Exercises to complete
[1] Name every sense that the interview excerpt lists as part of the set the speaker is using.
[2] Decide whether each statement agrees with the interview excerpt. (a) The speaker feels able to tell other writers what their role should be. (b) Susan Mitchell served as thesis chair for Questions for Animals. (c) The speaker believes intimacy is experienced through the eye. Answer yes or no for each, quoting the deciding words.
[3] Resume the interview excerpt after its final sentence, keeping the speaker's voice.

Selected excerpt

Rare was the detail that was not in some way visual. Poetic image had been utterly subsumed into its visual for them. Virtually non-existent was any contribution or argument from another sense, and I’m using these six senses: touch, smell, sound, taste, sight and mind. That we have taught “the best minds of [this] generation” somehow to live primarily through the eye really troubles me. It’s not my impression that one learns or practices empathy or relentlessness or resilience through the eye. It’s also not my impression that one gives and takes-- experiences-- intimacy this way.
7 – What do you see the current role of the writer being in larger culture? Does s/he even have one? What do you think the role of the writer should be?
I’m definitely not in a position to tell anyone what his or her role should be in any venue lol. As a writer, I keep working and revising in concert with draft readers and what other writers are writing or have written to make sure each poem or book doesn’t stop until there are multiple answers to So What? for each poem or book. And until one of those So Whats suggests the next project.
8 - Do you find the process of working with an outside editor difficult or essential (or both)?
It was quite essential to Forbidden City’s incarnation...from the silent form-letter-rejection editor, to postcard editors, through Janet’s reading and graduate class experiment, into book. Questions for Animals is in many ways a more “traditional” poetic project these days: it came well-tended through Florida Atlantic University’s MFA program, with Drs. Mark Scroggins and Thomas Martin as thesis committee, and Susan Mitchell as thesis chair.

Collected data
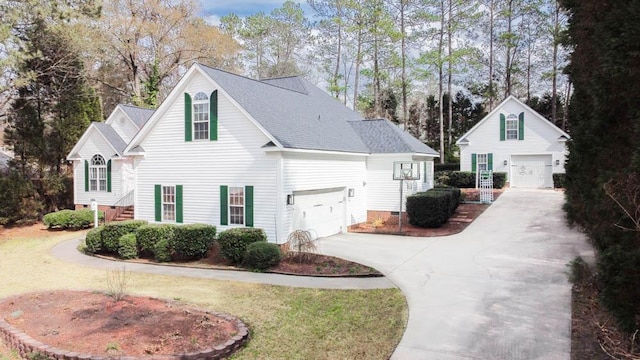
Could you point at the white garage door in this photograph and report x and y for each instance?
(531, 171)
(319, 211)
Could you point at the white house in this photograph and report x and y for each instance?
(223, 149)
(515, 139)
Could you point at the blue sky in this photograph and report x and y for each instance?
(215, 9)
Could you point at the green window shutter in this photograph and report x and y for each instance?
(86, 175)
(179, 203)
(188, 121)
(224, 205)
(521, 126)
(158, 202)
(213, 116)
(109, 176)
(248, 206)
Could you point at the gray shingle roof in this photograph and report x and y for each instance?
(383, 137)
(297, 113)
(139, 115)
(112, 136)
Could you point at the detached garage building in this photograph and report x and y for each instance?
(516, 140)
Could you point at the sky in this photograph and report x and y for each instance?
(215, 9)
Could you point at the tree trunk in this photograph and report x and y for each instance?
(440, 80)
(491, 20)
(450, 71)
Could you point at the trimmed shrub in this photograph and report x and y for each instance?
(192, 241)
(162, 251)
(70, 219)
(462, 179)
(127, 246)
(112, 232)
(83, 218)
(93, 240)
(60, 219)
(559, 180)
(147, 236)
(233, 242)
(499, 180)
(429, 209)
(446, 167)
(261, 255)
(456, 196)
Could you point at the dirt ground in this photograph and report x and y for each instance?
(93, 323)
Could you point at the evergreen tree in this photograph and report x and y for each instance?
(604, 156)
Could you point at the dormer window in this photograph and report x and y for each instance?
(201, 116)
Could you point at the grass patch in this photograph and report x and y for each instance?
(285, 322)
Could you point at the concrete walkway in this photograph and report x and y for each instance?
(498, 290)
(67, 251)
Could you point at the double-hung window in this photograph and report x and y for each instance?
(168, 203)
(512, 127)
(201, 116)
(98, 174)
(236, 205)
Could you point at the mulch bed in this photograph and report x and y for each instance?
(94, 323)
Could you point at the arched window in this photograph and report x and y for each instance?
(512, 127)
(201, 116)
(98, 174)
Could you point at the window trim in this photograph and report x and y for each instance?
(98, 174)
(513, 129)
(479, 156)
(242, 208)
(165, 204)
(200, 107)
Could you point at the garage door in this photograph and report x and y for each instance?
(531, 171)
(319, 211)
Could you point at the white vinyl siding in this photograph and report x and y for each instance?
(541, 138)
(237, 158)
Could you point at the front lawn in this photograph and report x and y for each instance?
(284, 322)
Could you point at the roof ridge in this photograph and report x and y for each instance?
(261, 81)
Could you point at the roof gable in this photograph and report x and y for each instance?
(383, 137)
(463, 140)
(295, 112)
(107, 132)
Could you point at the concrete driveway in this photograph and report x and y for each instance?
(498, 290)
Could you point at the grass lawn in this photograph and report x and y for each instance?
(285, 323)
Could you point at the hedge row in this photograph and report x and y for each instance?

Set of answers
[1] touch, smell, sound, taste, sight, mind

[2]
(a) No: "I’m definitely not in a position to tell anyone what his or her role should be in any venue"
(b) Yes: "and Susan Mitchell as thesis chair."
(c) No: "It’s also not my impression that one gives and takes-- experiences-- intimacy this way."

[3]
My Barry mentors had made editing, each other’s work or ours, feel like great fun: like finally being able to sit down together and taste the cake someone had been baking, and talk.
9 - What is the best piece of advice you've heard (not necessarily given to you directly)?
10 - How easy has it been for you to move between genres (poetry to critical prose)? What do you see as the appeal?
Well, one aspires to honor the genre tradition and its practitioners, and push for a So What or two. The appeal, if not imperative, to me comes from the Heart Sutra: form is not emptiness, emptiness is not form, form is not other than emptiness, emptiness is not other than form.
11 - What kind of writing routine do you tend to keep, or do you even have one? How does a typical day (for you) begin?
The day job, whatever it’s been over the years, takes the day. With poetry this is not a problem, as my mind apparently is working on issues behind and during the day job. Novels mean up earlier, and/or to bed later, and naps. With novels, I need more frequent and longer runs of time, because stopping and starting interrupts the agency of the characters and the language.
12 - When your writing gets stalled, where do you turn or return for (for lack of a better word) inspiration?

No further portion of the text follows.